(Collected data entries)
^^^^^^^^
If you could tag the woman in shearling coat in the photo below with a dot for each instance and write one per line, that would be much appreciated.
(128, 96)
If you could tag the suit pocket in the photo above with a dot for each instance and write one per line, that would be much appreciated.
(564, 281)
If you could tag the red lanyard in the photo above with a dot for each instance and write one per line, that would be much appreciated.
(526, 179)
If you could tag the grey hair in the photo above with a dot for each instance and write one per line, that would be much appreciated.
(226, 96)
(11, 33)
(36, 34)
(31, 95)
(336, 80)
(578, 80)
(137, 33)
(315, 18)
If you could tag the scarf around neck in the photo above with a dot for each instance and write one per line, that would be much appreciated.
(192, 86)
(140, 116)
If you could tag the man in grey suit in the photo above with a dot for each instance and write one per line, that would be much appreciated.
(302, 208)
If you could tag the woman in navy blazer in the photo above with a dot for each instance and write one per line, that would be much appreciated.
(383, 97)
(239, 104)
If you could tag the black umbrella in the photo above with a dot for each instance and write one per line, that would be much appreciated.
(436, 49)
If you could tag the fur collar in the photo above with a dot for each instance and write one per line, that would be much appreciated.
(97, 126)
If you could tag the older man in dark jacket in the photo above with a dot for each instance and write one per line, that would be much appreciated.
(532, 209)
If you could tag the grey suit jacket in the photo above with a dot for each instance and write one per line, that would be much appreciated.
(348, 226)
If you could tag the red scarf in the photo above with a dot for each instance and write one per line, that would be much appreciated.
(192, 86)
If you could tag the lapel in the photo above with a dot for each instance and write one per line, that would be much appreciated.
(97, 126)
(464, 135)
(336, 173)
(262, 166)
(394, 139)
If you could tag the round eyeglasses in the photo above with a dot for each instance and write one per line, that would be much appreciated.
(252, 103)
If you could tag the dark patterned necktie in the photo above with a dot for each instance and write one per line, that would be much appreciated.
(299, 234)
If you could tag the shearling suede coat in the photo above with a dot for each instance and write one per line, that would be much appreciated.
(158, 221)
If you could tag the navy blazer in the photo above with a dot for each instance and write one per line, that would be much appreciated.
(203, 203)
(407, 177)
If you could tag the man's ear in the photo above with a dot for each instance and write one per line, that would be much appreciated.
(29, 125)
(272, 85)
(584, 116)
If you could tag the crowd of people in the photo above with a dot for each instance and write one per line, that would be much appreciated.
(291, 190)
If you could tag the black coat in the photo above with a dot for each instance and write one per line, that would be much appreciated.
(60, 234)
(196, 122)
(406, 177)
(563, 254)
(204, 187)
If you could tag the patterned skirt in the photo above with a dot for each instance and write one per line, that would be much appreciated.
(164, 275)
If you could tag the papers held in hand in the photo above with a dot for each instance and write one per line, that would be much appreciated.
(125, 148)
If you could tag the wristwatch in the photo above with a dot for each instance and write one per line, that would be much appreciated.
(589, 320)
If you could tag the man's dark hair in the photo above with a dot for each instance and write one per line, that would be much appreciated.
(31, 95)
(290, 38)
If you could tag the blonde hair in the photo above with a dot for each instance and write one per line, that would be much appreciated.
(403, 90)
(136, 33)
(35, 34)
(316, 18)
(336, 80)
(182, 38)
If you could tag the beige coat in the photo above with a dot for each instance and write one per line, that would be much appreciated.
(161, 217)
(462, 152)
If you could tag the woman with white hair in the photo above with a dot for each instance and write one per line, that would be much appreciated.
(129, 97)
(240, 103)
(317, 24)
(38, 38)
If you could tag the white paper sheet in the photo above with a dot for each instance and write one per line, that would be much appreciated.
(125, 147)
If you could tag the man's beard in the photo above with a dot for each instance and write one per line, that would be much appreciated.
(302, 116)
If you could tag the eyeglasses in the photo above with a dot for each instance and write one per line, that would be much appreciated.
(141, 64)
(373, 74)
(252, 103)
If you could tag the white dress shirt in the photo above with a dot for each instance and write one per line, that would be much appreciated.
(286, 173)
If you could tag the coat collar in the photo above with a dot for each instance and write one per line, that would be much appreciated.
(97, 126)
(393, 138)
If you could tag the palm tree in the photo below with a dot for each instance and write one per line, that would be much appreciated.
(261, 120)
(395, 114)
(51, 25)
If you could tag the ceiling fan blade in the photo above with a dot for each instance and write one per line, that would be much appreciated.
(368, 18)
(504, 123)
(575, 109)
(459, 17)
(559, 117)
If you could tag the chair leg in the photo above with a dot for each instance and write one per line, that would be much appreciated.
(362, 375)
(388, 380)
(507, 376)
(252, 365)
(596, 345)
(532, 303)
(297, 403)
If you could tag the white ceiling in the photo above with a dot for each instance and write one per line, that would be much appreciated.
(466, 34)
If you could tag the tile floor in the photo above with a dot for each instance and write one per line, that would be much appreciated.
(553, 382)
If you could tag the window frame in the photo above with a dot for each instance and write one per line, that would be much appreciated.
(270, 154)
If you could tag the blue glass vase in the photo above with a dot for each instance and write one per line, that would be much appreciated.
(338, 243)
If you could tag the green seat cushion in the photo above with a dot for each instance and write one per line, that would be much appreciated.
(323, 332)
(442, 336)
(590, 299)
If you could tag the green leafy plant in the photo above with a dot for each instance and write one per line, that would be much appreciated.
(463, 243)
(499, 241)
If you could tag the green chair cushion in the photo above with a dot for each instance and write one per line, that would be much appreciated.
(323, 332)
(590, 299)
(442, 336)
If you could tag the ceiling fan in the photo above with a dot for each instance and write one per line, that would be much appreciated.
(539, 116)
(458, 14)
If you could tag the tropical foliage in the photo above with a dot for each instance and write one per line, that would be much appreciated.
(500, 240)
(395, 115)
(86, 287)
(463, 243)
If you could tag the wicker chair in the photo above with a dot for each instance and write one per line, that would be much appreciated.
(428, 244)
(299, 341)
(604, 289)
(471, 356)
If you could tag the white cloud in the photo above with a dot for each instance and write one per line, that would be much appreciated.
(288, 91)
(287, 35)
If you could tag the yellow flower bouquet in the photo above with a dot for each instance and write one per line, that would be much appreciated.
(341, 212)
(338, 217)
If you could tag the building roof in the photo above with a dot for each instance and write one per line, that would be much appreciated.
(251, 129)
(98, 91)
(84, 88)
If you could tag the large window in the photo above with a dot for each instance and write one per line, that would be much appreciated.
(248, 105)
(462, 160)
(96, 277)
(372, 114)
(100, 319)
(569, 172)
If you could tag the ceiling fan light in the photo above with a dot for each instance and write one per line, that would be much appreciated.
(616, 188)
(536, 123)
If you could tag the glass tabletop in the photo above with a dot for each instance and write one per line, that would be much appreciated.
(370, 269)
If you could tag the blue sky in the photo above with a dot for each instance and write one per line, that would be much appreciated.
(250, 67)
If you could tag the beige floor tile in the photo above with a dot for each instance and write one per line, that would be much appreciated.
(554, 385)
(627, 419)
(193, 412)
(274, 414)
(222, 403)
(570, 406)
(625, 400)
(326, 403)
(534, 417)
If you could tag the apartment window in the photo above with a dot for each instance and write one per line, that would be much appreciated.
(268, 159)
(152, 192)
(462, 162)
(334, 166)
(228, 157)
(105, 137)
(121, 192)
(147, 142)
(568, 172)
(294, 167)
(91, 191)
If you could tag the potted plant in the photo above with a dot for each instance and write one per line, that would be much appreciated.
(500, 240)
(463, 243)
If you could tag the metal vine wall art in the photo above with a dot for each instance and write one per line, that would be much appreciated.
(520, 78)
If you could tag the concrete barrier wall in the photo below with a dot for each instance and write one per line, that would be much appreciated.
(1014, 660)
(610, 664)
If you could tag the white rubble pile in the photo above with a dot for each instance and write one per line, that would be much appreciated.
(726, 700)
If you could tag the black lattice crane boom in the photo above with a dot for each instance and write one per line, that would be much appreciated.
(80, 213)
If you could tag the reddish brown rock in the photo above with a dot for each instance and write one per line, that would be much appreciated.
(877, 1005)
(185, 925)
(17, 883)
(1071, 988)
^^^^^^^^
## THE PROBLEM
Give back the data above word for word.

## OUTPUT OF THE TASK
If you could tag the woman in shearling coat in the photo below with a dot for each instance and write one per line, that would be much appreciated.
(128, 96)
If you could tag the suit pocket in the photo above with a dot for each instance and write one per line, that would be much appreciated.
(564, 281)
If you could tag the red lanyard in the photo above with a dot for each instance and write one per line, that would be much appreciated.
(526, 179)
If you could tag the grey hair in the photo above with a dot for each instance and write one per line, that would be much appreciated.
(226, 96)
(11, 33)
(36, 34)
(31, 95)
(336, 80)
(578, 80)
(137, 33)
(315, 18)
If you could tag the scarf around neck in the photo above with a dot for each instance and write one per line, that would be much appreciated.
(192, 86)
(140, 116)
If you could tag the man in grey suit in the photo above with a dot for each instance and write one per line, that would be much appreciated.
(302, 208)
If you could tag the woman in navy blazer in the photo above with a dot for each instance and write one per line, that would be much appreciated.
(383, 97)
(239, 104)
If you could tag the black umbrella in the photo above with a dot for each instance and write one per line, that would be much appreciated.
(436, 49)
If you could tag the fur collar in the photo above with a dot for each instance and write one per line, that would be much appreciated.
(97, 126)
If you could tag the older man in dark jacket in the photo above with a dot for each instance and write one per line, that would be much appreciated.
(532, 209)
If you could tag the grey suit jacket in the photo above with a dot for each instance and write one per line, that would be much appreciated.
(348, 226)
If you could tag the red scarf in the photo above with a dot for each instance and write one per line, that would be much appreciated.
(192, 86)
If you could tag the lapel in the photo above with a dot for each instance and write one per line, that would be much appreciated.
(97, 126)
(464, 135)
(336, 173)
(262, 166)
(394, 139)
If you could tag the round eyeglasses in the photo above with a dot for each instance and write one per line, that would be much appreciated.
(252, 103)
If you could tag the dark patterned necktie in the photo above with a dot for each instance and write one per line, that would be much appreciated.
(299, 234)
If you could tag the shearling suede coat in the photo above with a dot for each instance and write one per line, that would be much appreciated.
(158, 221)
If you could tag the navy blazer in the photo above with a dot for each instance and write one per line, that would be much appreciated.
(203, 203)
(407, 177)
If you could tag the man's ear in the photo above with a dot for each instance and write one per line, that would be much appreciated.
(29, 125)
(272, 85)
(584, 116)
If you could tag the crowd of people in the photo above with a dot for each instance and write one per line, that would be much appreciated.
(291, 190)
If you could tag the black coat in the photo above with a dot for each instance and write one per line, that would be much appreciated.
(60, 234)
(196, 122)
(406, 177)
(563, 254)
(204, 187)
If you could tag the patterned skirt in the photo above with a dot for each instance and write one per line, that would be much appreciated.
(164, 275)
If you could tag the papers held in hand in the photo above with a dot for each instance and write one per line, that would be much appreciated.
(125, 148)
If you could tag the wristwatch in the photo above with a dot for each instance and write one per line, that would be much appreciated.
(589, 320)
If you could tag the man's dark hair in the photo above with a dot for each instance and write one per line, that would be much appreciated.
(31, 95)
(290, 38)
If you could tag the blonde hair in the photo above with a dot for each instance and write one per line, that would be much appreciated.
(403, 90)
(136, 33)
(35, 34)
(316, 18)
(336, 80)
(182, 38)
If you could tag the beige coat in the photo above with a dot for each instance and write one per line, that would be much appreciated.
(161, 217)
(462, 152)
If you could tag the woman with white hair in the photo above with a dot for each instance and write one per line, that would be much appreciated.
(129, 97)
(240, 103)
(317, 24)
(38, 38)
If you could tag the white paper sheet in the photo above with a dot for each instance and write one per line, that would be much appreciated.
(125, 147)
If you could tag the man's beard in the photo above with a dot for each instance and write one per line, that would be much appreciated.
(302, 116)
If you could tag the eyeglasses in the photo above with a dot for each instance and write one per line, that would be much appreciated.
(141, 64)
(373, 74)
(252, 103)
If you could tag the white dress shirt in the photo above with a dot for each instance and write one per line, that would be much appreciated.
(286, 173)
If you could tag the coat collar in the photo above with a dot for each instance and write one per line, that would be much appreciated.
(97, 126)
(393, 138)
If you could tag the palm tree in the photo below with a dot for each instance and write one per line, that would be much appreciated.
(261, 120)
(395, 114)
(51, 25)
If you could tag the ceiling fan blade in the photo above with a dot for each instance and write one per line, that would be much appreciated.
(368, 18)
(504, 123)
(575, 109)
(459, 17)
(559, 117)
If you could tag the chair leg in the photo above with a dot for each instance and write one per line, that would be much appreciated.
(362, 375)
(388, 380)
(507, 376)
(252, 365)
(596, 345)
(532, 303)
(297, 403)
If you could tag the white ceiling in the photo above with a dot for each instance and write one per line, that would be much appreciated.
(466, 34)
If you could tag the tile floor in the photo above with a dot for each instance and write one per line, that would be much appreciated.
(553, 382)
If you could tag the window frame in the photo above with a dot for each instance and write one per line, that would be much appreciated.
(270, 154)
If you could tag the blue glass vase in the photo above with a dot for each instance and write one per line, that would be much appreciated.
(338, 243)
If you could tag the green seat cushion in the photo above with a dot for each instance and write one per line, that would be much appreciated.
(323, 332)
(442, 336)
(590, 299)
If you could tag the green leafy plant in the photo above with a dot for each instance and write one per line, that would be much appreciated.
(463, 243)
(499, 241)
If you could tag the green chair cushion in the photo above with a dot for each instance and write one per line, that would be much appreciated.
(323, 332)
(590, 299)
(442, 336)
If you could tag the ceiling fan in the photo above with a dot for each instance and write one per line, that would be much appreciated.
(539, 116)
(458, 14)
If you could tag the tropical foliage in the photo above with a dot for each instance and write one per line, that would be much appreciated.
(500, 240)
(395, 115)
(86, 287)
(463, 243)
If you could tag the wicker chair in the photo above with a dot for each instance and write one per line, that would be much appreciated.
(428, 244)
(299, 341)
(604, 289)
(471, 356)
If you could tag the white cloud in the photo above with a dot for each instance and write one per line, that would be much appreciated.
(288, 91)
(287, 35)
If you could tag the yellow flower bouquet in the photo above with a dot for each instance and write one per line, that would be much appreciated.
(341, 212)
(338, 217)
If you could tag the building roof in the photo above with a dot for each instance and write one per line, that would be much appreciated.
(251, 129)
(98, 91)
(84, 88)
If you could tag the large window in the photo above with a dot for each instance and write one per line, that would be much appreciated.
(248, 105)
(462, 160)
(96, 277)
(372, 114)
(100, 319)
(569, 172)
If you could tag the ceiling fan light in the photo above with a dot for each instance and write one per line, that would be much appreciated.
(616, 188)
(536, 123)
If you could tag the glass tabletop in the photo above with a dot for each instance and write one per line, that would be much appreciated.
(370, 269)
If you could tag the blue sky in the photo above with a dot for each instance and write one per line, that would be much appreciated.
(250, 67)
If you could tag the beige floor tile in the photo above with a dot for each instance and write one per line, that would be much appreciated.
(554, 385)
(627, 419)
(193, 412)
(274, 414)
(222, 403)
(570, 406)
(625, 400)
(326, 403)
(534, 417)
If you could tag the apartment window in the photo above with a dot for each instance and write one per line, that would be much appreciated.
(268, 159)
(152, 192)
(462, 162)
(334, 166)
(228, 157)
(105, 137)
(121, 192)
(147, 142)
(568, 172)
(294, 167)
(91, 191)
If you could tag the potted plant in the photo above with a dot for each instance and write one per line, that would be much appreciated.
(500, 240)
(463, 243)
If you could tag the metal vine wall art in the photo above with a dot for each instance and write one per line, that would be much appreciated.
(520, 78)
If you could tag the concrete barrier wall in the photo below with a dot for each instance and write one per line, that would be much appreciated.
(1014, 660)
(610, 664)
If you could tag the white rubble pile in the photo above with a dot for each instance and write one per line, that would be much appreciated.
(726, 700)
If you could tag the black lattice crane boom in the photo above with a dot for each instance and write one per line, that would be much appreciated.
(80, 213)
If you could tag the reddish brown rock in the photo above with a dot for each instance and write one per line, that would be much appreciated.
(877, 1005)
(185, 925)
(17, 883)
(1071, 988)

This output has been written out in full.